(Source data)
------------------------------

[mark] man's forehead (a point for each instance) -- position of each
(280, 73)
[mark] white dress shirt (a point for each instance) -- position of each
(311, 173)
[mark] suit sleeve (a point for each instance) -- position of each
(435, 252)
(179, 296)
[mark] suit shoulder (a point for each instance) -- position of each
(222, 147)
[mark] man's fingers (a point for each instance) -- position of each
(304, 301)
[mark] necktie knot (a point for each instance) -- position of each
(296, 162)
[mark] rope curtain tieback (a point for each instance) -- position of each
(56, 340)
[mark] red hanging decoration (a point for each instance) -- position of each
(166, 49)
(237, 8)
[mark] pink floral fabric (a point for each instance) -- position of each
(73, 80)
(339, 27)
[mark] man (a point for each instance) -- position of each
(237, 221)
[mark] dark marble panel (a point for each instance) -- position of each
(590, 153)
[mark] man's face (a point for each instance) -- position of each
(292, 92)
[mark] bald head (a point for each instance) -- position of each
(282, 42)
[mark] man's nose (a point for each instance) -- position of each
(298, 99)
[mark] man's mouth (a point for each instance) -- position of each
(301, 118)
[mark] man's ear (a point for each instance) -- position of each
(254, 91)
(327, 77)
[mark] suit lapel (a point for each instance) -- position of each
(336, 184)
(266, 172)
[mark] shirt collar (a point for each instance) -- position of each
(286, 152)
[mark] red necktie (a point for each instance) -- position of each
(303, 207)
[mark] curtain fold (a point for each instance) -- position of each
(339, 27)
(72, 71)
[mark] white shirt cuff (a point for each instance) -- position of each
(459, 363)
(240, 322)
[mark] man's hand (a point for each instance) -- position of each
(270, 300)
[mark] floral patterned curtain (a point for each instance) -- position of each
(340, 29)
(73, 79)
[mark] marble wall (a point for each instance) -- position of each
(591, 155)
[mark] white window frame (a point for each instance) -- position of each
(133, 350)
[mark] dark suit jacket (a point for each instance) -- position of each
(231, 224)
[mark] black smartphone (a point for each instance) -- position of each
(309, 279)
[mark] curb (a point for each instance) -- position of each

------------------------------

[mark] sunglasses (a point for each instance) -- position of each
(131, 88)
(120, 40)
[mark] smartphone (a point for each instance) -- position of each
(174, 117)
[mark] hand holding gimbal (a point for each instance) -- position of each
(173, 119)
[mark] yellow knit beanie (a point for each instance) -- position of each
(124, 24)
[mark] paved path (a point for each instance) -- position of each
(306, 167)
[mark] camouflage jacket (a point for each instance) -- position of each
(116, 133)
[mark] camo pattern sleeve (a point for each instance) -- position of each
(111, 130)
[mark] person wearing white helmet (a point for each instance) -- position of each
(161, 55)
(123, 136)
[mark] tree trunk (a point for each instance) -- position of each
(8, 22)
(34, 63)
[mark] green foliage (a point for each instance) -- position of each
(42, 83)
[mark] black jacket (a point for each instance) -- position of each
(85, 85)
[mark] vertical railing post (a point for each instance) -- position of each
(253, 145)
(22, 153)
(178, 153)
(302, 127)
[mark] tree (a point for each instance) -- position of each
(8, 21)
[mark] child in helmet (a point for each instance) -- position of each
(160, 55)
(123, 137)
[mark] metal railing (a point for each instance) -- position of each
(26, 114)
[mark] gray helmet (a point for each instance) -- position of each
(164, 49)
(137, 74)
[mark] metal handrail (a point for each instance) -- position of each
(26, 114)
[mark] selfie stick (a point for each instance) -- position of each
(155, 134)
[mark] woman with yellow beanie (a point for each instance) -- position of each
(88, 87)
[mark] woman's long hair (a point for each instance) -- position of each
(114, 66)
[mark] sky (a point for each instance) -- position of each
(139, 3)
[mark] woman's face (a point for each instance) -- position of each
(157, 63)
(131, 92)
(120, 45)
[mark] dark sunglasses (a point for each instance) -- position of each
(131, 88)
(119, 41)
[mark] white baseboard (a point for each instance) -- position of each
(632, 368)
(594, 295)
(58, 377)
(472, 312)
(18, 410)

------------------------------

Only the lines above from the one with "[mark] man's mouth" through the one with "[mark] curb (a" should be duplicated, character for character.

[mark] man's mouth (a point for each instance) -- position of each
(301, 118)
[mark] man's ear (a point for each instance) -- position of each
(254, 91)
(327, 77)
[mark] suit lapel (a point for each instance) -- position of each
(336, 184)
(266, 172)
[mark] shirt collar (a point for each instance) -- position of each
(286, 152)
[mark] red necktie (a point for each instance) -- position of each
(303, 207)
[mark] curtain fold (a point for each instance) -- position of each
(339, 27)
(72, 71)
[mark] white shirt cuff (a point for each instance) -- position of each
(459, 363)
(240, 322)
[mark] man's hand (a point for each instance) -- position of each
(270, 300)
[mark] floral patterned curtain (a point for each instance) -- position of each
(340, 29)
(73, 79)
[mark] marble wall (a point for each instance) -- position of each
(591, 155)
[mark] white window frame (a point for each instance) -- position of each
(133, 350)
[mark] dark suit jacket (a point for each instance) -- position of each
(231, 224)
[mark] black smartphone (a point for each instance) -- position of each
(309, 279)
[mark] curb (a point for each instance) -- position of each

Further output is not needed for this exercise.